**ESTRATTO DA LEGGERE:**
Meno uno, due, nove, undici, ventuno, trentaquattro

[-1]

Le mie illusioni sono state le mie compagne per molto tempo. Mi ero ripromessa di smettere ad un certo punto, come fosse una dipendenza, ma la verità è che non ho potuto lasciarle. Da quelle più folli e ingannevoli, usate come moneta di scambio per cercare di arrivare dove non potevo, a quelle più concrete, basate sui fatti, sulla razionalità, sui dati e sulle probabilità. E per assurdo non sono state quelle illusioni a trascinarmi giù, quelle senza senso e completamente folli, anche se non mi hanno fermata. Come avrebbero potuto, se neanche la mia stessa voce ero in grado di ascoltare.

Ho perso una parte di me. Ero forte, ero decisa e determinata, ho avuto la forza di cambiare chi ero per seguire un'illusione. Per quanto fosse una di quelle sensate, alla fine è stata la peggiore di tutte. Mi sono trascinata in un posto oscuro nella mia mente, senza più quella corazza dura che avevo speso tre anni a costruire. Ero talmente forte che non era più una corazza, era la mia stessa pelle ad essere diventata corazza, inscindibile ed indistruttibile.

Eppur l'ho tolta. Ed è stato l'inizio del declino.

**COMPITO ASSEGNATO 1:** Riporta in un elenco numerato tutte le righe di dati che seguono, escludendo quelle vuote e omettendo le immagini.

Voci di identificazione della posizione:
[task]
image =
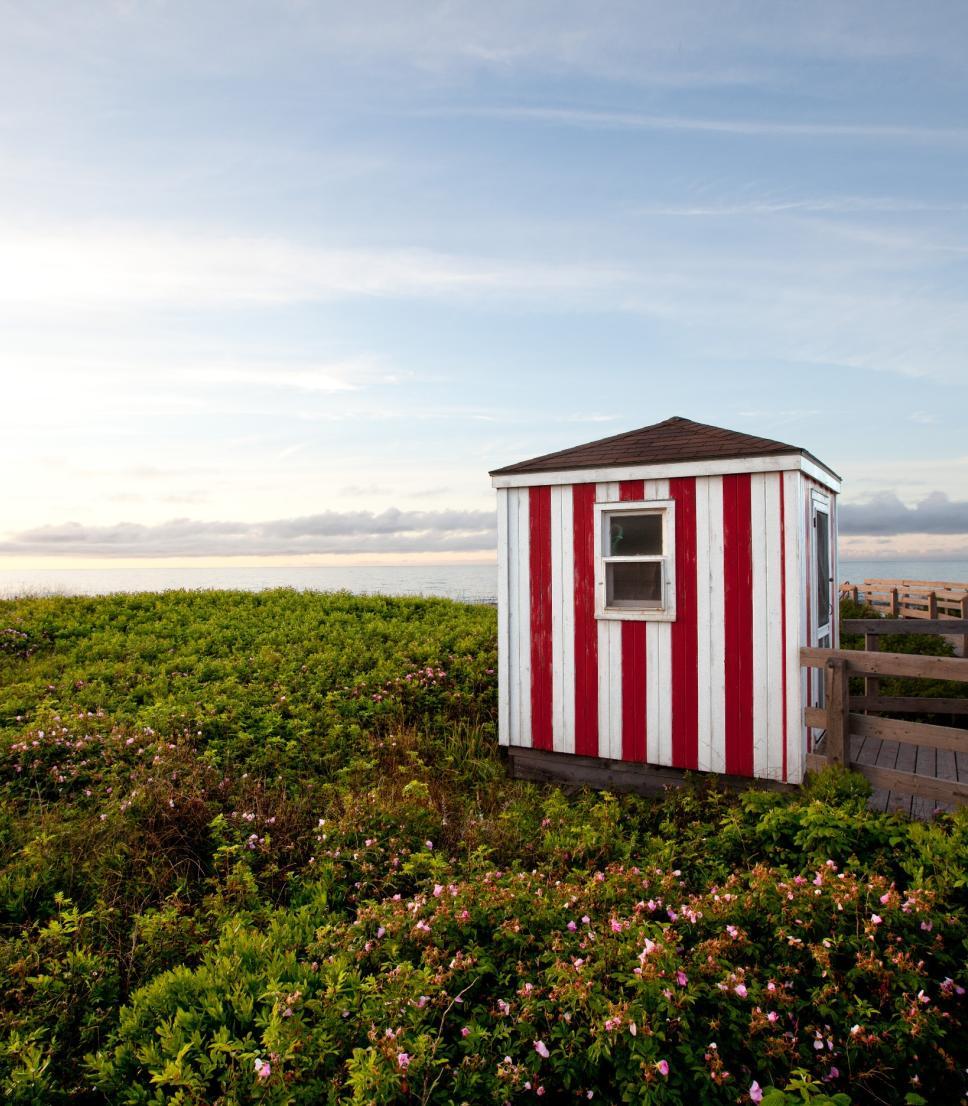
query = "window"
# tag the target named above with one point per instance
(634, 561)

**COMPITO ASSEGNATO 2:** Secondo l'estratto, quanto tempo era stato speso a costruire la corazza?

**RISULTATO DELL'ESERCIZIO 1:**
1. [task]
2. image =
3. query = "window"
4. # tag the target named above with one point per instance
5. (634, 561)

**RISULTATO DELL'ESERCIZIO 2:** Tre anni.